**Your task:** Nothing in the records may be left out or reworded; return them exactly.

Stored dataset items:

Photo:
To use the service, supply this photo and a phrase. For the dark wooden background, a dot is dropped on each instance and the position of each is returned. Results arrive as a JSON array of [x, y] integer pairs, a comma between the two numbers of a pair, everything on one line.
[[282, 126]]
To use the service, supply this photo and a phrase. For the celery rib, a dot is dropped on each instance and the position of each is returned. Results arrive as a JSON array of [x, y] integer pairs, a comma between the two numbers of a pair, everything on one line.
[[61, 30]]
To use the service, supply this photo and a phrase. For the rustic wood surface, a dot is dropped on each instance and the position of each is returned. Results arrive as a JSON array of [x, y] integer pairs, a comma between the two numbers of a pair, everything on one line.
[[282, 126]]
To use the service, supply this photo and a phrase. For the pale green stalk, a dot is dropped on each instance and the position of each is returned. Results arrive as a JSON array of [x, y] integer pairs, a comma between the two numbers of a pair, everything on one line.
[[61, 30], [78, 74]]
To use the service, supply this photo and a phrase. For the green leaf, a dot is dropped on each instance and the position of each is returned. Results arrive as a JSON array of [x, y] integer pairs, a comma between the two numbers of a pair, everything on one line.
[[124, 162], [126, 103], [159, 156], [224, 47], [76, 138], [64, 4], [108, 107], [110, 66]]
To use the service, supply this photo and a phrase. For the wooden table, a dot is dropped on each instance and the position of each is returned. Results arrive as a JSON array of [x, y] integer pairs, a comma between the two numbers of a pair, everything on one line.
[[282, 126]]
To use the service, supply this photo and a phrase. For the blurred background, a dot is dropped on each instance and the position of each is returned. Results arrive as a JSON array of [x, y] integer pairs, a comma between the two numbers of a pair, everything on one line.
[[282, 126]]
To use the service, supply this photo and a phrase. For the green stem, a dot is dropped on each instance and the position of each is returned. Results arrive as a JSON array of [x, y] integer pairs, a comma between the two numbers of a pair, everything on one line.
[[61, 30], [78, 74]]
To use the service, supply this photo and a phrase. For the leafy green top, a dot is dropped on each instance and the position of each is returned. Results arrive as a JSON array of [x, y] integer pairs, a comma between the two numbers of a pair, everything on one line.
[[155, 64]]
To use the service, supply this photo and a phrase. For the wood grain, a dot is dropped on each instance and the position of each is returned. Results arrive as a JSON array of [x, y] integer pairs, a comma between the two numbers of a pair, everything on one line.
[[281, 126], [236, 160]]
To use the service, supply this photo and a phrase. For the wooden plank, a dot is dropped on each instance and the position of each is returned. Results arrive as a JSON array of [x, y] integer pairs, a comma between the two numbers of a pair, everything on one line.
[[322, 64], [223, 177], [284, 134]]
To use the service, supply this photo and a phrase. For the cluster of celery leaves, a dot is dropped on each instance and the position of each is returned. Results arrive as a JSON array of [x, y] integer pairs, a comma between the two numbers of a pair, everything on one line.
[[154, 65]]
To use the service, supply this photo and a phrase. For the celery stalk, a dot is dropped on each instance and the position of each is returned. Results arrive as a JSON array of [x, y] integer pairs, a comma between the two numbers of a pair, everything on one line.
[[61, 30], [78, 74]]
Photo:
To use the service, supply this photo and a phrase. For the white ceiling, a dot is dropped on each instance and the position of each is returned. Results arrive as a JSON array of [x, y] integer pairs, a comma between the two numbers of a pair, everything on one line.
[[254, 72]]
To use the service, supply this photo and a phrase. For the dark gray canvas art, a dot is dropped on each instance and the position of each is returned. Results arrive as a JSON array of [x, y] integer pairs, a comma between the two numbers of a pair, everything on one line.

**Solved exercise:**
Photo:
To use the service, supply this photo and a phrase. For the dark wooden background, a dot is dropped on each instance and the position of each is returned. Results arrive as a JSON array of [x, y] integer pairs, a comma between the two numbers of a pair, everything on one line.
[[282, 126]]
To use the service, supply this photo and a phrase. For the celery rib, a dot is dropped on each instance and the position of each is returned. Results arrive as a JSON array of [x, y] integer pairs, a comma between the two numbers of a pair, everything on one line.
[[61, 30]]
To use the service, supply this photo and a phrase. For the rustic wood surface, a dot is dropped on each instance and the position of each is returned. Results arrive as a JSON array of [x, y] integer pairs, a comma between the two numbers of a pair, everything on one line.
[[282, 126]]
To use the service, supply this photo and a phrase. For the pale green stalk, a dot is dropped on each instance and the position of each is returned. Results arrive as a JSON array of [x, y] integer pairs, a comma between the two numbers of a pair, everything on one line.
[[61, 30], [78, 74]]
To use the service, supply this photo and a phrase. For the green leaf, a dot is dropped on each instance and the position of each is returned. Results arrive as a JSON array of [x, y] integer pairs, a comma between the two numbers of a pair, everything on one line.
[[124, 162], [126, 103], [159, 156], [224, 47], [76, 138], [64, 4], [108, 107], [110, 66]]
To use the service, supply this photo and a phrase. For the wooden table, a dot is dropped on each instance and the position of each is returned. Results arrive as a JSON array of [x, y] integer pairs, a comma between the two numbers of a pair, everything on one line.
[[282, 126]]
To use the service, supply this photo and a phrase. For the blurred background, a dot is dropped on each instance and the position of each is returned. Results arrive as a JSON array of [x, y] integer pairs, a comma between the two numbers of a pair, everything on one line.
[[282, 126]]
To use the service, supply this photo and a phrase. For the green stem, a dot is dropped on each instance and the position of each is returned. Results arrive as a JSON array of [x, y] integer pairs, a comma between the two numbers of a pair, everything on one line.
[[61, 30], [78, 74]]
To use the service, supply this photo and a phrase. For the leafy green top, a dot is dropped on each instance and the position of each is returned. Results arrive as a JSON array of [x, y] integer pairs, a comma between the two numbers of a pair, everything on one line.
[[155, 64]]
To use the service, supply this photo and a phrase. For the wood grain, a dot is dropped on each instance and the position of each is returned. Results arrive as a JSON array of [x, y] integer pairs, a comma between the two numbers of a pair, everything on one line.
[[281, 126], [236, 160]]
To use the service, supply this photo and a phrase. For the wooden plank, a dot is dropped on each instance and the position of each is returned. Results arrive as a JSON array of [x, y] integer pairs, a comma between the two numbers of a pair, everything on one line.
[[322, 64], [223, 177], [284, 134]]
To use the service, supply this photo and a phrase. For the cluster of celery leaves, a dot is dropped on each instance and the position of each is returned. Results arrive as a JSON array of [x, y] integer pairs, a comma between the two numbers of a pair, everything on one line.
[[154, 65]]
To use the service, supply this photo and a phrase. For the celery stalk, a dot is dropped on each instance and the position of each is returned. Results arrive as a JSON array of [x, y] integer pairs, a comma between the two numbers of a pair, everything on one line.
[[61, 30], [78, 74]]
Photo:
To use the service, supply this photo and a phrase. For the white ceiling, a dot is dropped on each instance and the position of each is returned. Results arrive as a JSON array of [x, y] integer pairs, a comma between the two numbers of a pair, everything on one line.
[[254, 72]]
To use the service, supply this photo and a phrase. For the dark gray canvas art, a dot is dropped on each instance and the position of each is returned. Results arrive as a JSON array of [x, y] integer pairs, a comma between the two numbers of a pair, everything on one line.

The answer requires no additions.